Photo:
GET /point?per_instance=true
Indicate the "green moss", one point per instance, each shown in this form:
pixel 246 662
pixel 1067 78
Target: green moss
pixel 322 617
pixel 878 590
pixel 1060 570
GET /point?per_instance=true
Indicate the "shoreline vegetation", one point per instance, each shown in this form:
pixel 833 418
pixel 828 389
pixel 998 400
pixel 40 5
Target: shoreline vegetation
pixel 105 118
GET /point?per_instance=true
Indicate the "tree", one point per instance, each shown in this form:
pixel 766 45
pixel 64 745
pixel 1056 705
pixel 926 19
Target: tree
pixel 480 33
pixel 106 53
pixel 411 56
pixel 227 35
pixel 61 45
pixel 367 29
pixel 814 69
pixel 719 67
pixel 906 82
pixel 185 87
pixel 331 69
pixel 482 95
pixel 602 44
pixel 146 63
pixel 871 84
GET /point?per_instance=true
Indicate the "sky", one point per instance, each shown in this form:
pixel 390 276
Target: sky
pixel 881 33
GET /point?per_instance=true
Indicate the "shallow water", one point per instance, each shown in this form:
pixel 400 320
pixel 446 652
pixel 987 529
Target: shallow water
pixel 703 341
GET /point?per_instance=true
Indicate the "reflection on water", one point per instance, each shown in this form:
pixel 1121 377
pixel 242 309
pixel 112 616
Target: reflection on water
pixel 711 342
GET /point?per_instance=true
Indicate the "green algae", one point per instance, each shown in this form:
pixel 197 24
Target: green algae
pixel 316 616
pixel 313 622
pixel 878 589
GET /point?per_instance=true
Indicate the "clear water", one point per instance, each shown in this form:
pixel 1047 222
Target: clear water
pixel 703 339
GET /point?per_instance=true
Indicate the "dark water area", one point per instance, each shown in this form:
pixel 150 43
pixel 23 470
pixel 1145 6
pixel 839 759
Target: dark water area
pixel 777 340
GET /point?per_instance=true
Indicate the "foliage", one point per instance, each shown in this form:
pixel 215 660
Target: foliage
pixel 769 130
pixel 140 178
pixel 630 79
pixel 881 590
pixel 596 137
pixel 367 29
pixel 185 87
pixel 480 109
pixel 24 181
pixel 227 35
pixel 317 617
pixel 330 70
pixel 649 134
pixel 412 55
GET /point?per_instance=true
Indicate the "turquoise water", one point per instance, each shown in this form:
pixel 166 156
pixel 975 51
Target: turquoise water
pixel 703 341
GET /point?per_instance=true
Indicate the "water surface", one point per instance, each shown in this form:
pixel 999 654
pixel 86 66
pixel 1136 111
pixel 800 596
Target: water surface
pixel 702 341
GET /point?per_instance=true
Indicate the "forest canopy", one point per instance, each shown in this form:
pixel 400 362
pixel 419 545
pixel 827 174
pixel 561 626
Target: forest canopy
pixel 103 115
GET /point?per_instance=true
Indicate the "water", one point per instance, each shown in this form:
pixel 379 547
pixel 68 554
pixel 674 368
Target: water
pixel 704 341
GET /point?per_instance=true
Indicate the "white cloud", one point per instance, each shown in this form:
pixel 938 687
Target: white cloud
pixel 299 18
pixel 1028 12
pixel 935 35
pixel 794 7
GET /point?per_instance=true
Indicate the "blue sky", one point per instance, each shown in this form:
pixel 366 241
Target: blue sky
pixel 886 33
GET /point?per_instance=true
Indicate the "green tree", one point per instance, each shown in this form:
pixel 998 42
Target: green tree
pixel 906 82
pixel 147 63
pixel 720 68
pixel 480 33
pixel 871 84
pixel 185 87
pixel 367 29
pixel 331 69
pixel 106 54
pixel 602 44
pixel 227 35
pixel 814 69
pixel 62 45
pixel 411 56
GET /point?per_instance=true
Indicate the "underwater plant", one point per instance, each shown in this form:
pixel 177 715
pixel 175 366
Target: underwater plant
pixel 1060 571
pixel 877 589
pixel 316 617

-=-=-=-=-

> TASK DIRECTIONS
Each line of the listing should be echoed back exactly.

> FINAL RESULT
Photo:
GET /point?per_instance=true
Indicate the "green moss", one point per instance, each shown in this form:
pixel 246 662
pixel 1067 78
Target: green moss
pixel 322 617
pixel 878 590
pixel 1060 570
GET /point?per_instance=true
Indicate the "shoreline vegetation", one point per instance, each shown in this form:
pixel 833 418
pixel 828 389
pixel 998 400
pixel 40 5
Target: shoreline vegetation
pixel 105 118
GET /point?per_instance=true
Indicate the "tree", one point per instance, each shown in this form:
pixel 766 45
pixel 64 745
pixel 1056 705
pixel 926 19
Target: tree
pixel 480 33
pixel 106 53
pixel 411 56
pixel 227 35
pixel 61 45
pixel 367 29
pixel 814 69
pixel 719 67
pixel 906 82
pixel 185 87
pixel 331 69
pixel 482 95
pixel 602 44
pixel 146 63
pixel 871 84
GET /point?per_instance=true
Indicate the "sky", one point per instance, each shown in this form:
pixel 390 276
Target: sky
pixel 881 33
GET /point?per_instance=true
Indicate the "shallow water", one point per instance, each shown in this form:
pixel 400 320
pixel 446 652
pixel 987 529
Target: shallow water
pixel 703 341
GET /point?per_instance=true
Indicate the "reflection on water", one point per instance, each shown in this form:
pixel 1121 377
pixel 242 309
pixel 112 616
Target: reflection on water
pixel 711 342
GET /point?per_instance=true
Indicate the "green algae", one point per instance, each shown in this form:
pixel 197 24
Target: green algae
pixel 316 616
pixel 313 622
pixel 878 589
GET /point?per_instance=true
Indicate the "clear water", one point per instance, each shown in this form:
pixel 1047 222
Target: clear water
pixel 703 339
GET /point?per_instance=true
Indicate the "dark water area", one point per instance, each shown in this form:
pixel 150 43
pixel 23 470
pixel 1145 6
pixel 839 759
Target: dark water area
pixel 777 340
GET /point?per_instance=true
Indicate the "foliage", one point per instance, each shown in this form:
pixel 215 660
Target: foliage
pixel 769 130
pixel 140 178
pixel 630 79
pixel 881 590
pixel 596 137
pixel 367 29
pixel 185 87
pixel 480 109
pixel 24 181
pixel 227 35
pixel 317 617
pixel 330 70
pixel 649 134
pixel 412 55
GET /point?per_instance=true
Indicate the "turquoise water", one point per instance, each shown in this form:
pixel 166 156
pixel 975 51
Target: turquoise water
pixel 703 341
GET /point?per_instance=true
Indicate the "water surface", one point per instance, each shown in this form:
pixel 999 654
pixel 86 66
pixel 1136 111
pixel 800 596
Target: water surface
pixel 702 341
GET /point?per_instance=true
Indicate the "forest canopy", one point per instance, each shown in this form:
pixel 400 362
pixel 419 545
pixel 827 174
pixel 561 626
Target: forest canopy
pixel 103 115
GET /point?per_instance=true
Indicate the "water", one point per instance, each shown in this form:
pixel 379 547
pixel 68 554
pixel 674 368
Target: water
pixel 704 341
GET /point?per_instance=true
Indicate the "white cloud", one point per instance, each shown in this form:
pixel 938 687
Target: white cloud
pixel 299 18
pixel 1028 12
pixel 935 35
pixel 794 7
GET /point?per_instance=true
Indicate the "blue sky", one point per instance, each shown in this form:
pixel 366 241
Target: blue sky
pixel 886 33
GET /point?per_instance=true
Indicate the "green tree", one point per instance, each shown in this form:
pixel 998 42
Target: green tree
pixel 906 82
pixel 147 63
pixel 720 68
pixel 480 33
pixel 871 84
pixel 185 87
pixel 367 29
pixel 331 69
pixel 106 54
pixel 602 44
pixel 227 35
pixel 814 69
pixel 62 45
pixel 411 56
GET /point?per_instance=true
Indicate the "underwater plant", one point per instance, each shown in this form:
pixel 177 715
pixel 175 366
Target: underwater plant
pixel 1060 571
pixel 877 589
pixel 316 617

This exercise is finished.